» **Entries provided**:
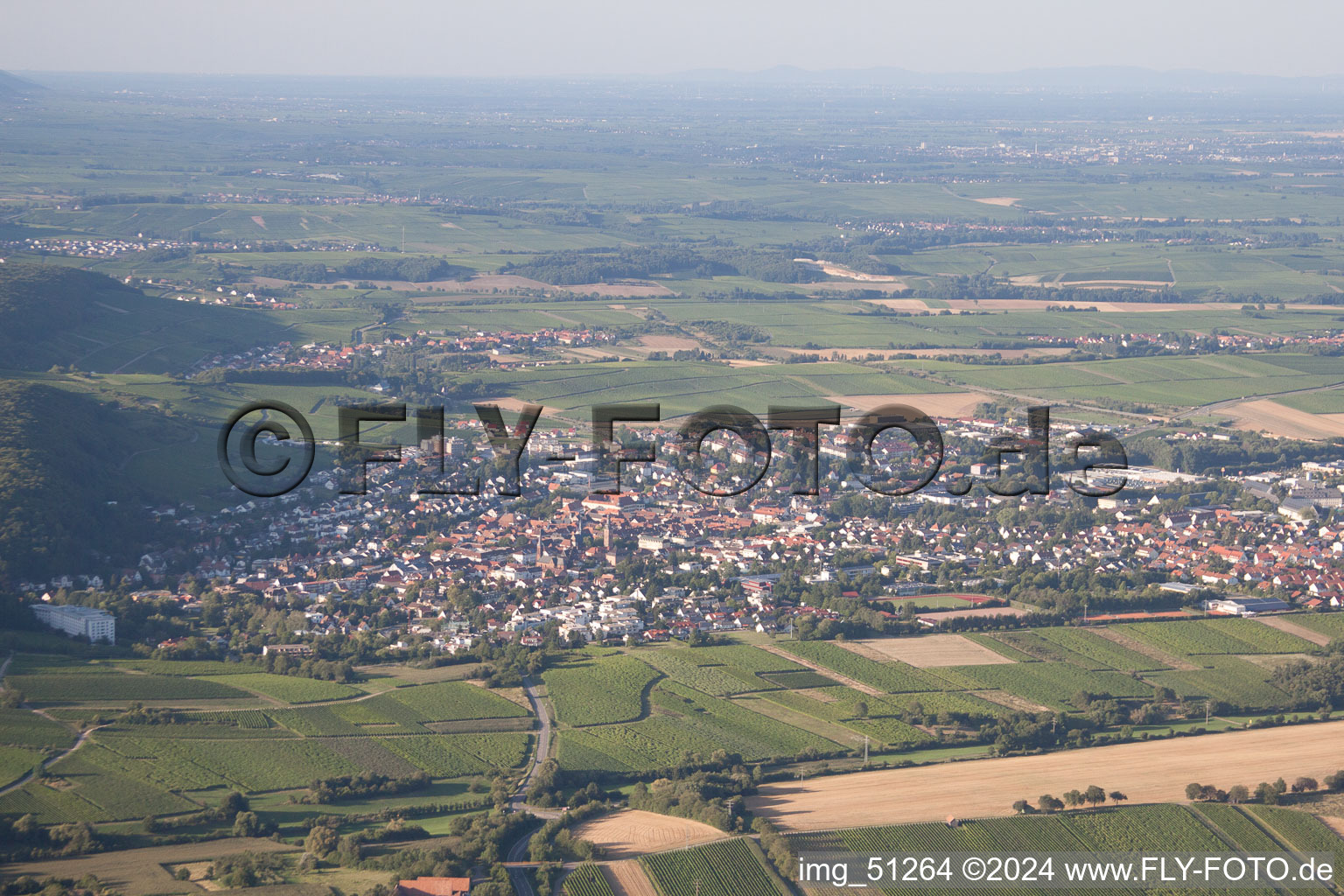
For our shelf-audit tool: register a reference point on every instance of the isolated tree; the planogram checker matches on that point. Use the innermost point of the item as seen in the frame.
(1266, 794)
(320, 841)
(246, 823)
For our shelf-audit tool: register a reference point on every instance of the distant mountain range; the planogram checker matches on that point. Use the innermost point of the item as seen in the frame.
(1063, 80)
(17, 87)
(1125, 78)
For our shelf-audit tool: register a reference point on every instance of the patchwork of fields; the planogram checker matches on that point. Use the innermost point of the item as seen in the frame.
(130, 770)
(648, 710)
(656, 708)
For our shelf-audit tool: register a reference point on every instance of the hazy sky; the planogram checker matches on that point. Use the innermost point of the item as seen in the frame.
(614, 37)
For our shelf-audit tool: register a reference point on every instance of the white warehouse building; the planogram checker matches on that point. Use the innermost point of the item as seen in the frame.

» **To do**: Copy the rows above word for word, starting at the line containing "of the patchwork" and continuing through the last row.

» **Result of this exercise**:
For our shelf-audit tool: register a reference point on every instance of the patchwork of fields; the planogram checker matches on that point. Use the innermost point of the item as seen in the frame.
(130, 770)
(648, 710)
(656, 708)
For our shelf-audit tool: register a reference point on every instance of the hazy sky; the planogram checker matches on that point. Use the innermost point of the item as seen in the frame.
(614, 37)
For our shelf-audit tool: register a reference point on every instance of the white warehouse building; the planogram checker matches on that point. Use the innermost point of the item as seen in the frame.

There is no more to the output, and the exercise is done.